#### What to do
Format the rows below as a Markdown table with two columns, No. and Line. Number each line in order and omit blank lines.

— BEGIN —

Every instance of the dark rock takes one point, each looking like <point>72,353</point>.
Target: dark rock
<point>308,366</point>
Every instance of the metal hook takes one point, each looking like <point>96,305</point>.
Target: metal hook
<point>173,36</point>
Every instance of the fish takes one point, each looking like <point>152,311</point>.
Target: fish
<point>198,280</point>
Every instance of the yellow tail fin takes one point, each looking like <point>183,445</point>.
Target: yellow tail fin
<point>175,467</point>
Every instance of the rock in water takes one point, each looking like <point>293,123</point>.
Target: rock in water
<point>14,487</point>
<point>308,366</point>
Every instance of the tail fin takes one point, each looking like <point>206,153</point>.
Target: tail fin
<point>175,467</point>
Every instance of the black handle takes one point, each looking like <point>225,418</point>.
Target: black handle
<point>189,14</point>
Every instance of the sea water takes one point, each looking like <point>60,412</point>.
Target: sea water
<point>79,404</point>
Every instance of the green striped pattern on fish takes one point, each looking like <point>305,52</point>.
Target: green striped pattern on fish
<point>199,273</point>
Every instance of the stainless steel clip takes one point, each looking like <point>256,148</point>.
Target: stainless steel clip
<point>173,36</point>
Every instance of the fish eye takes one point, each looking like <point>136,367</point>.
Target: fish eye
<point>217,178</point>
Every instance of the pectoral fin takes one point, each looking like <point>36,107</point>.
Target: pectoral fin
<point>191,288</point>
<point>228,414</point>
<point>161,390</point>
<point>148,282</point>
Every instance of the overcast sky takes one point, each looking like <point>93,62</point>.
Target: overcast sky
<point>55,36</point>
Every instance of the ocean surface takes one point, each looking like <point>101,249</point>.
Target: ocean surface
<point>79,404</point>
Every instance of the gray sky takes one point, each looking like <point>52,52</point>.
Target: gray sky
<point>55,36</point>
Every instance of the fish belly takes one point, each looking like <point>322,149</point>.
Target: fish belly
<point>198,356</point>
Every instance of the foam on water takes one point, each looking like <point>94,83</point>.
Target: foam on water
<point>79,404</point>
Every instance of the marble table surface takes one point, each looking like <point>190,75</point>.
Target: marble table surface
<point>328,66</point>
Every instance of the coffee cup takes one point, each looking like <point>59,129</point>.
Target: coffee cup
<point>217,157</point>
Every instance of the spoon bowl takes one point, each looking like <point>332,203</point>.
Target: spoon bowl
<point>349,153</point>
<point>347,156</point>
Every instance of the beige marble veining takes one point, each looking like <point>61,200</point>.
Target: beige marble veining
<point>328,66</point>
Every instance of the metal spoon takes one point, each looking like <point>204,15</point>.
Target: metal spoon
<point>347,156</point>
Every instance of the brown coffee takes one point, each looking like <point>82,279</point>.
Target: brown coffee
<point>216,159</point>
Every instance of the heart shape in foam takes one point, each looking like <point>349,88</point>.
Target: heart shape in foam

— END —

#### The output
| No. | Line |
|---|---|
| 1 | Every instance of the dark rock takes one point, each looking like <point>72,353</point>. |
| 2 | Target: dark rock |
| 3 | <point>308,366</point> |
| 4 | Every instance of the metal hook takes one point, each looking like <point>96,305</point>. |
| 5 | Target: metal hook |
| 6 | <point>173,36</point> |
| 7 | Every instance of the fish takes one point, each looking like <point>152,311</point>. |
| 8 | Target: fish |
| 9 | <point>198,280</point> |
| 10 | Every instance of the yellow tail fin takes one point, each looking like <point>183,445</point>. |
| 11 | Target: yellow tail fin |
| 12 | <point>175,467</point> |
| 13 | Every instance of the rock in water takes one point, each looking like <point>293,123</point>. |
| 14 | Target: rock in water |
| 15 | <point>14,487</point> |
| 16 | <point>308,366</point> |
| 17 | Every instance of the tail fin takes one point, each looking like <point>206,153</point>. |
| 18 | Target: tail fin |
| 19 | <point>175,467</point> |
| 20 | Every instance of the black handle takes one point, each looking like <point>225,418</point>. |
| 21 | Target: black handle |
| 22 | <point>189,14</point> |
| 23 | Every instance of the sea water takes one point, each looking like <point>60,412</point>. |
| 24 | Target: sea water |
| 25 | <point>79,404</point> |
| 26 | Every instance of the green striped pattern on fish takes one point, each looking like <point>305,52</point>. |
| 27 | Target: green striped pattern on fish |
| 28 | <point>199,273</point> |
| 29 | Every instance of the stainless steel clip takes one point, each looking like <point>256,148</point>. |
| 30 | Target: stainless steel clip |
| 31 | <point>173,36</point> |
| 32 | Every instance of the fish eye takes one point, each looking like <point>136,367</point>. |
| 33 | Target: fish eye |
| 34 | <point>217,178</point> |
| 35 | Every instance of the pectoral fin takes one point, each looking like <point>36,107</point>. |
| 36 | Target: pectoral fin |
| 37 | <point>191,288</point> |
| 38 | <point>228,414</point> |
| 39 | <point>161,390</point> |
| 40 | <point>148,282</point> |
| 41 | Every instance of the overcast sky takes one point, each looking like <point>93,62</point>. |
| 42 | Target: overcast sky |
| 43 | <point>55,36</point> |
| 44 | Every instance of the ocean surface takes one point, each looking like <point>101,249</point>. |
| 45 | Target: ocean surface |
| 46 | <point>79,404</point> |
| 47 | Every instance of the gray sky takes one point, each looking like <point>52,52</point>. |
| 48 | Target: gray sky |
| 49 | <point>55,36</point> |
| 50 | Every instance of the fish belly takes one point, each looking like <point>322,149</point>. |
| 51 | Target: fish belly |
| 52 | <point>198,356</point> |
| 53 | Every instance of the foam on water takes one point, each looking like <point>94,83</point>. |
| 54 | Target: foam on water |
| 55 | <point>79,404</point> |
| 56 | Every instance of the marble table surface takes one point, each looking like <point>190,75</point>. |
| 57 | Target: marble table surface |
| 58 | <point>328,66</point> |
| 59 | Every instance of the coffee cup takes one point, each looking like <point>59,129</point>. |
| 60 | Target: coffee cup |
| 61 | <point>217,157</point> |
| 62 | Every instance of the spoon bowl takes one point, each looking like <point>332,203</point>. |
| 63 | Target: spoon bowl |
| 64 | <point>349,153</point> |
| 65 | <point>347,156</point> |
| 66 | Every instance of the beige marble veining takes one point, each looking like <point>61,200</point>. |
| 67 | Target: beige marble veining |
| 68 | <point>328,66</point> |
| 69 | Every instance of the metal spoon takes one point, each looking like <point>204,15</point>. |
| 70 | Target: metal spoon |
| 71 | <point>347,156</point> |
| 72 | Every instance of the brown coffee takes one point, each looking like <point>82,279</point>. |
| 73 | Target: brown coffee |
| 74 | <point>216,159</point> |
| 75 | Every instance of the heart shape in foam takes one point, each looking like <point>349,88</point>. |
| 76 | Target: heart shape in foam |